_Exercise instructions:_ Format the entries below as a JSON list of strings, with one string per line and blank lines omitted. Include only the lines starting at the one containing "Dear assistant, the user would like the bus wheel" and ending at the one containing "[184,124,413,275]", with both of those lines included.

_Supplied records:_

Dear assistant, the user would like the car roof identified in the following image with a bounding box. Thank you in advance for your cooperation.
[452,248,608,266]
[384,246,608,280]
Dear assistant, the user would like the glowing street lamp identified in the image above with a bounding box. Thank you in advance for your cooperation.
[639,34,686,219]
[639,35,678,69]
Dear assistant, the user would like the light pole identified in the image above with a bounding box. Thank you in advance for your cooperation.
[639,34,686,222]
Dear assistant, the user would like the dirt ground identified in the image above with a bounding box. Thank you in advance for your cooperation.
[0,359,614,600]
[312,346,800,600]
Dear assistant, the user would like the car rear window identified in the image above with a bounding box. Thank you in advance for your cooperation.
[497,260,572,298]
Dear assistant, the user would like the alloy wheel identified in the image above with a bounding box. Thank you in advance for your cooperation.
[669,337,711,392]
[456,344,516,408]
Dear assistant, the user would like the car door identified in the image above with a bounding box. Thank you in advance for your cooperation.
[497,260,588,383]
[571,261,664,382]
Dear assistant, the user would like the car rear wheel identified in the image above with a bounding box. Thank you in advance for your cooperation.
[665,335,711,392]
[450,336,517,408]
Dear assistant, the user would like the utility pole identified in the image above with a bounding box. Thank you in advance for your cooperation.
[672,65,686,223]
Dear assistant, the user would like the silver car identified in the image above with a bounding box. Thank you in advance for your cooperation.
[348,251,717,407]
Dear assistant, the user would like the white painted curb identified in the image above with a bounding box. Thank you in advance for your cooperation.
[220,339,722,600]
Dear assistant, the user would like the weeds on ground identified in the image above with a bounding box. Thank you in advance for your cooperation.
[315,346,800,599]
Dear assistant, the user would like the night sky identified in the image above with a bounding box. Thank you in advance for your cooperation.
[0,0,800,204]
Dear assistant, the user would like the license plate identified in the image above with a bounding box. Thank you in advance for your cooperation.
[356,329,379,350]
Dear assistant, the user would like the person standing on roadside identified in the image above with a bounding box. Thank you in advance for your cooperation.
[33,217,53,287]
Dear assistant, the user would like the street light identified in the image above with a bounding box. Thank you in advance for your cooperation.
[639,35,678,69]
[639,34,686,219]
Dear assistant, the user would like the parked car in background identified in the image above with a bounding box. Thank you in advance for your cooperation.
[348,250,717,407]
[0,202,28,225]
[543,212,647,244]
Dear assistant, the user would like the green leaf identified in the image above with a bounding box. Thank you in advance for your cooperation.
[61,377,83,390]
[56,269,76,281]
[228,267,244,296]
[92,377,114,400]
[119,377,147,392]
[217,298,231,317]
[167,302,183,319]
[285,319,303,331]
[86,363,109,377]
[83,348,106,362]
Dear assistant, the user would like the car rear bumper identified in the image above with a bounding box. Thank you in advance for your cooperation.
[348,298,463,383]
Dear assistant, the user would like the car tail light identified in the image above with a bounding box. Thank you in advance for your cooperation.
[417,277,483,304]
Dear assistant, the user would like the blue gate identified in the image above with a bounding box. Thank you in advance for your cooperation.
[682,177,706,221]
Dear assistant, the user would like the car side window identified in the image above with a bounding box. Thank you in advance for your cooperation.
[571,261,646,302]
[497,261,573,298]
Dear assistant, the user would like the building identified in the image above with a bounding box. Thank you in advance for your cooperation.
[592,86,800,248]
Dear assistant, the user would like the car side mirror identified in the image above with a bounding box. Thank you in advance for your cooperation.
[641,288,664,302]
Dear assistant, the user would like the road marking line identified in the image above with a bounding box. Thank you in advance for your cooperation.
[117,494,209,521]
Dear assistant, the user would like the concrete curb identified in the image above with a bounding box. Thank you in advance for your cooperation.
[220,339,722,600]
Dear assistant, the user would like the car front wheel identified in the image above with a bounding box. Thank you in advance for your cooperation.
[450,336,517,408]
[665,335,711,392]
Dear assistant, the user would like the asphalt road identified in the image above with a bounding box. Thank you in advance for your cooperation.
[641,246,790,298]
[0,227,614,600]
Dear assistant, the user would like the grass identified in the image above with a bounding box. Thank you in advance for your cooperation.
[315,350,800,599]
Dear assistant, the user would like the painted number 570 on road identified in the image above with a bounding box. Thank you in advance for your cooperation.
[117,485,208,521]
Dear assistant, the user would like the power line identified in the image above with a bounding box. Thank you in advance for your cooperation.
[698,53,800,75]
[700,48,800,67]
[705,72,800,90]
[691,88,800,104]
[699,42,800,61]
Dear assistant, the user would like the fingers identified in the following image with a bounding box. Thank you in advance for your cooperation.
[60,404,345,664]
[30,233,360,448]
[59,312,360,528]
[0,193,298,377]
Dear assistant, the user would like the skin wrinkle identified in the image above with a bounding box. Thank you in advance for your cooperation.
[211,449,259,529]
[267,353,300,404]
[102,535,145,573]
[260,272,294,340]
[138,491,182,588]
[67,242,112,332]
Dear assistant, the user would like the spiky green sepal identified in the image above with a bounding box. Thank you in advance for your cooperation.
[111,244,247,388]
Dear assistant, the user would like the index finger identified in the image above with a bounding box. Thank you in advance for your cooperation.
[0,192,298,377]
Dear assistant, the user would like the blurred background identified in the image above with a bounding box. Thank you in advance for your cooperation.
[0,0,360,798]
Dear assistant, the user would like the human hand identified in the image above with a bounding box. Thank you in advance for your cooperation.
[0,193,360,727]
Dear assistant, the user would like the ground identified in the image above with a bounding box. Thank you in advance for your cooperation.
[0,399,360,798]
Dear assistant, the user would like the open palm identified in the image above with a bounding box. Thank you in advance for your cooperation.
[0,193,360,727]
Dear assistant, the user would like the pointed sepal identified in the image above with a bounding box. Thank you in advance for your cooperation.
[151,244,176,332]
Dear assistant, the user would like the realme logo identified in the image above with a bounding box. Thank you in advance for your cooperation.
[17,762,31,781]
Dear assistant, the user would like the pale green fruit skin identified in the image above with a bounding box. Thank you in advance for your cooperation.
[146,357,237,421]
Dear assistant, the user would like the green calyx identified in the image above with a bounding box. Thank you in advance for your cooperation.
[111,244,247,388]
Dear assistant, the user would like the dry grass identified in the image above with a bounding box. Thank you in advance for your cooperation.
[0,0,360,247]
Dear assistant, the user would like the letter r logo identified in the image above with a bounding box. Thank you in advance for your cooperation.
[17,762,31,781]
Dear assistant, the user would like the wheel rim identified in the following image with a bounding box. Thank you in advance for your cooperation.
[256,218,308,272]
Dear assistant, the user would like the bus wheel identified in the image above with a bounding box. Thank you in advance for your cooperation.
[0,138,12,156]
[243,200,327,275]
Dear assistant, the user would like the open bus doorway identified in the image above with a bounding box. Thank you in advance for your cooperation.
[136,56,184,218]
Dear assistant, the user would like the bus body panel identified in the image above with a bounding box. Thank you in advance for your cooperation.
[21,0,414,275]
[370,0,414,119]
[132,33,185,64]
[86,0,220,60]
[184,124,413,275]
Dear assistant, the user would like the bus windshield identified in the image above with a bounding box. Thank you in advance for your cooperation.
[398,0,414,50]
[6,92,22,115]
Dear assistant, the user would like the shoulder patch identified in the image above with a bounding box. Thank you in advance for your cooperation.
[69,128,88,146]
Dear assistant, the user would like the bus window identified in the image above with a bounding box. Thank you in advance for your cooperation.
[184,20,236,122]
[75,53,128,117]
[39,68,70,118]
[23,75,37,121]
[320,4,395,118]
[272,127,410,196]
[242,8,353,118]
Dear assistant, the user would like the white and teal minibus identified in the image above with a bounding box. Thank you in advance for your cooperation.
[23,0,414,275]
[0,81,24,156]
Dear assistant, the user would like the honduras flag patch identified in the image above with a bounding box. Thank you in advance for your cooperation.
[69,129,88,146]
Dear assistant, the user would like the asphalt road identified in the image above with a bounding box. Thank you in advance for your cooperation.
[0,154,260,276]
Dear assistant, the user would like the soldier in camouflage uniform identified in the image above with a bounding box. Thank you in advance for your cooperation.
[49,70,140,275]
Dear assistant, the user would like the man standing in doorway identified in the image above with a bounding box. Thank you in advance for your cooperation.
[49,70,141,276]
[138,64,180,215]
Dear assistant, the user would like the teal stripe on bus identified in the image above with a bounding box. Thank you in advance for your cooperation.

_Solution to this task:_
[
  "Dear assistant, the user would like the bus wheel identified in the image above with a bounding box. Thank you in advance for your cooperation.",
  "[0,138,12,156]",
  "[243,200,327,275]",
  "Dear assistant, the user would like the open bus doorway identified in the image above with a bounding box. Thank you in advance for your cooperation.",
  "[136,56,184,218]",
  "Dear assistant, the user would like the bus body panel identified in the image above with a bounding box. Thank you in advance for your cooperation.",
  "[21,0,414,275]",
  "[370,0,414,119]",
  "[132,33,185,64]",
  "[86,0,220,60]",
  "[184,124,413,275]"
]